* _WORK ORDER_:
In the homework instructions for the introductory computer science course, where on the hardcopy must students write their TA's name?

* _QUOTED PASSAGE_:

CS W1001-01 Introduction to Computer Science

Homework 1 (10 points)

Algorithms, Boolean Logic and Spreadsheets

Due Date:

Tuesday, February 8. Homework is due at the beginning of class on the day of the deadline. If you use one of your "late days" (recommended to be saved until the later, more difficult homeworks), or are late due to an extenuating circumstance (e.g., medical) that you have established with your TA, it is your responsibility to get the hardcopy directly to your TA (e.g., during office hours or by an appointment you establish with your TA via email).

All of the homework below must be submitted by hardcopy (i.e., a physical piece of paper). Place your TA's name on the upper-right corner of the hardcopy. Furthermore, the spreadsheet portion will also be submitted electronically, but not by email -- the course web page will provide directions for this before the due date. The electronic version is due before class of the due date.

These will be the policies for all homeworks this semester.

* _INPUT DATA_:
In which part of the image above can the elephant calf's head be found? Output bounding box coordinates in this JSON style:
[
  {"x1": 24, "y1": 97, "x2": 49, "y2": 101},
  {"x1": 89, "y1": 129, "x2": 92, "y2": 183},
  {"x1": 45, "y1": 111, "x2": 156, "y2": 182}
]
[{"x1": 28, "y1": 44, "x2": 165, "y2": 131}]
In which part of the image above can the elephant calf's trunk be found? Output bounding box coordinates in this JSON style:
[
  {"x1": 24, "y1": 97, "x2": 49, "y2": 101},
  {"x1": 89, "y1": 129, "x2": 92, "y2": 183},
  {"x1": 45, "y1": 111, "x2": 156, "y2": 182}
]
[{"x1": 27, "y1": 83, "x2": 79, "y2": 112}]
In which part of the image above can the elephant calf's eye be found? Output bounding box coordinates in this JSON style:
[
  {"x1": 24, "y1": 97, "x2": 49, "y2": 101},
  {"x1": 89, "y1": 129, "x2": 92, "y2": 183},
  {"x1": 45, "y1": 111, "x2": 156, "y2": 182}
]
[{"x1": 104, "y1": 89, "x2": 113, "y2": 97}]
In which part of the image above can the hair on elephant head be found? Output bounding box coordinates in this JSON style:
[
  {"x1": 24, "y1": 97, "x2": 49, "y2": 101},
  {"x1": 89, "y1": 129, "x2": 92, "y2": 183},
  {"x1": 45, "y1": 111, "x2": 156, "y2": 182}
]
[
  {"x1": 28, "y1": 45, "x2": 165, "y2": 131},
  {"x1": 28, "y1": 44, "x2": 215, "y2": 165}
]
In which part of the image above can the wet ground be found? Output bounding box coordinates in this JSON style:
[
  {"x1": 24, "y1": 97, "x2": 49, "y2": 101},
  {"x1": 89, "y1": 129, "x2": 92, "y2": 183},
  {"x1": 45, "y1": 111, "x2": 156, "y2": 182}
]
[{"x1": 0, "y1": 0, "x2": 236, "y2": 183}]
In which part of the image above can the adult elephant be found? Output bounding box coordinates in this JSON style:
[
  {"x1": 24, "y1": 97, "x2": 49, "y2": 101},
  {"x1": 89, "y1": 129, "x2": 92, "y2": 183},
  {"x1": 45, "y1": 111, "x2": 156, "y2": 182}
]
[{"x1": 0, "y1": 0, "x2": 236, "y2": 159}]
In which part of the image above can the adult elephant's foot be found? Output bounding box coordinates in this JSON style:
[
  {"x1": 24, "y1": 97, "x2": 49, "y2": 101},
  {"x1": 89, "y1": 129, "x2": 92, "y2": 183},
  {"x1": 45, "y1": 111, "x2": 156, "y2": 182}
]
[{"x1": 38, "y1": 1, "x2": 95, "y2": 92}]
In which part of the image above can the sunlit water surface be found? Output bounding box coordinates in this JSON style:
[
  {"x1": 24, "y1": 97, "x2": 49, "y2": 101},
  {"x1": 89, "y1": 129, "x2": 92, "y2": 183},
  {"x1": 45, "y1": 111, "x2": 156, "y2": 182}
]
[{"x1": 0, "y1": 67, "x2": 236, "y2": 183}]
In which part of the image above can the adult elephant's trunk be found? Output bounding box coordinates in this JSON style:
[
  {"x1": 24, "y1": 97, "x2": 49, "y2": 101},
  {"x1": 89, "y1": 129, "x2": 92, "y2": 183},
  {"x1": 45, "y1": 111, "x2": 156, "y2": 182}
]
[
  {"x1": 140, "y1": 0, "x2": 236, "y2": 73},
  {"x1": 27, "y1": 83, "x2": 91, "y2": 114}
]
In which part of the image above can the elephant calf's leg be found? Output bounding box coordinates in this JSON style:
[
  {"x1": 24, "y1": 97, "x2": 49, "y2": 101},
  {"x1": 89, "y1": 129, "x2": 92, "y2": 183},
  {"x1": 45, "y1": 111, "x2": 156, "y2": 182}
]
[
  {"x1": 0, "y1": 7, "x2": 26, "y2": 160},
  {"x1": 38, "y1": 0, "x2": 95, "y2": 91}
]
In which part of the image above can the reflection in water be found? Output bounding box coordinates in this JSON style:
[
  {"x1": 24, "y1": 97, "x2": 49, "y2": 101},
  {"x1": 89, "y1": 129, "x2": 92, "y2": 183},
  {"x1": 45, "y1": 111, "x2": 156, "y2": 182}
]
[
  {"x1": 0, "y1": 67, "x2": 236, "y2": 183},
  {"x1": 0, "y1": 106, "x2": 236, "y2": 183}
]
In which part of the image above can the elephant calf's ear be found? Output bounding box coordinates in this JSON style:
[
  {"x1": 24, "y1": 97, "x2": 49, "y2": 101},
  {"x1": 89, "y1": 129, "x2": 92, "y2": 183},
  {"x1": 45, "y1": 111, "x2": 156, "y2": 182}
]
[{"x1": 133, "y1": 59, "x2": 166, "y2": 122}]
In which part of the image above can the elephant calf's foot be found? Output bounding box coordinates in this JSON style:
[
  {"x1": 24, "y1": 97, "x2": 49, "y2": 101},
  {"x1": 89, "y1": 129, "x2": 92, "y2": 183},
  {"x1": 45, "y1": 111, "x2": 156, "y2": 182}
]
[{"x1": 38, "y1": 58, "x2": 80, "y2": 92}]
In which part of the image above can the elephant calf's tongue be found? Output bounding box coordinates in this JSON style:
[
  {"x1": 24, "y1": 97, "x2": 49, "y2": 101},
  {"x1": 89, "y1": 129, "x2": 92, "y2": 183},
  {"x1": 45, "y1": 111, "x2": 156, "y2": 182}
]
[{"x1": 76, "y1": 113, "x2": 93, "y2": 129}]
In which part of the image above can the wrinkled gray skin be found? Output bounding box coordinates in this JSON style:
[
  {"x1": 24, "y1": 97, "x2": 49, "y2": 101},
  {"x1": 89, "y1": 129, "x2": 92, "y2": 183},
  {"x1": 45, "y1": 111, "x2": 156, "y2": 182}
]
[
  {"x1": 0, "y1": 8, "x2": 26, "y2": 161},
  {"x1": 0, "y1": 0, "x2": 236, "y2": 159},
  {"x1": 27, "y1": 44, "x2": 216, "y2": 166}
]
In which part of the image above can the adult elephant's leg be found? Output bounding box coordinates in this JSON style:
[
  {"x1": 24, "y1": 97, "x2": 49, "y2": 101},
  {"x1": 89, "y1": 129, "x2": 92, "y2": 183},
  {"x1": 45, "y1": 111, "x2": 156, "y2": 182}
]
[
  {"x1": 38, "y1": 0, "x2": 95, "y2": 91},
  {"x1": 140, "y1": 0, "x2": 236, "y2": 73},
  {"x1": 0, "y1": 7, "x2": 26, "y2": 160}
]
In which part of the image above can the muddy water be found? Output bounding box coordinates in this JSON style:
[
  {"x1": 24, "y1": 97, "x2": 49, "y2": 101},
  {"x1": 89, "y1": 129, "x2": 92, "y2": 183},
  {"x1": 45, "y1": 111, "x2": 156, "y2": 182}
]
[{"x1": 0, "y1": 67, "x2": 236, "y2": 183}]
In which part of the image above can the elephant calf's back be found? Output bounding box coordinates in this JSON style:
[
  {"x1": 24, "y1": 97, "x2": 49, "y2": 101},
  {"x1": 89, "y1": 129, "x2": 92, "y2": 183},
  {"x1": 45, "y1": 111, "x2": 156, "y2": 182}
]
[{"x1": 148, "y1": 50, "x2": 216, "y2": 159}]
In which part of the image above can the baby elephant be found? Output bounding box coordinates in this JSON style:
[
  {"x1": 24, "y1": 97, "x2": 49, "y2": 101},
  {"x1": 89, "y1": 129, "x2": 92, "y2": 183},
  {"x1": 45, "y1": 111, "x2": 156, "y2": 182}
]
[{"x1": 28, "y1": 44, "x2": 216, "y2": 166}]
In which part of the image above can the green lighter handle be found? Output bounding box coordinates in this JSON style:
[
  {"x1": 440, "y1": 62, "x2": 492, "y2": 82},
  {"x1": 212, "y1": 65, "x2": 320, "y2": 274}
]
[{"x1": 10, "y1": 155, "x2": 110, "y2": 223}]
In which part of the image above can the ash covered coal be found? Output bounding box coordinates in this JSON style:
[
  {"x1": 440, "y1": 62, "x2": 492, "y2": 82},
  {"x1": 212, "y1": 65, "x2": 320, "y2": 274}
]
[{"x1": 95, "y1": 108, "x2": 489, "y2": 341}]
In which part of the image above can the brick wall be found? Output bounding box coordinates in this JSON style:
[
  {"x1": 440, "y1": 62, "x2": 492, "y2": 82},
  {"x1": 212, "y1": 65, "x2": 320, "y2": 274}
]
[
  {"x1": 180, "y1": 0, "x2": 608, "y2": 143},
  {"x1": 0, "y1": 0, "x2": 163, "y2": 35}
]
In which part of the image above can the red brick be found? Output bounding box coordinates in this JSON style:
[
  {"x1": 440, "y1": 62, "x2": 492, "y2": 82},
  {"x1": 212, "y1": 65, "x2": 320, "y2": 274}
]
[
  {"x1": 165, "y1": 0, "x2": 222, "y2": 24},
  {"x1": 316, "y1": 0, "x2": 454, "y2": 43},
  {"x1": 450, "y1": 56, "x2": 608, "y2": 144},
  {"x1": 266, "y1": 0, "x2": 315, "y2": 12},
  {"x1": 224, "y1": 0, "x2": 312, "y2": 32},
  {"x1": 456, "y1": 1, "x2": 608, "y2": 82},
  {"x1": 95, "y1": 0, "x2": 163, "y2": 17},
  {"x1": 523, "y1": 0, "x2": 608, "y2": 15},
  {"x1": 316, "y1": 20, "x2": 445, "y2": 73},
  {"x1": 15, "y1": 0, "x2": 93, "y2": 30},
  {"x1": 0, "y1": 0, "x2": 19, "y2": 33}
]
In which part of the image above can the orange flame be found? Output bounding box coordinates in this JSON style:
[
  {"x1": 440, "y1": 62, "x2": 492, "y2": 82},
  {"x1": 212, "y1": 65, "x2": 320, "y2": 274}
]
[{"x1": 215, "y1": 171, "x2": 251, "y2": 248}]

* _EXERCISE SOLUTION_:
On the upper-right corner of the hardcopy.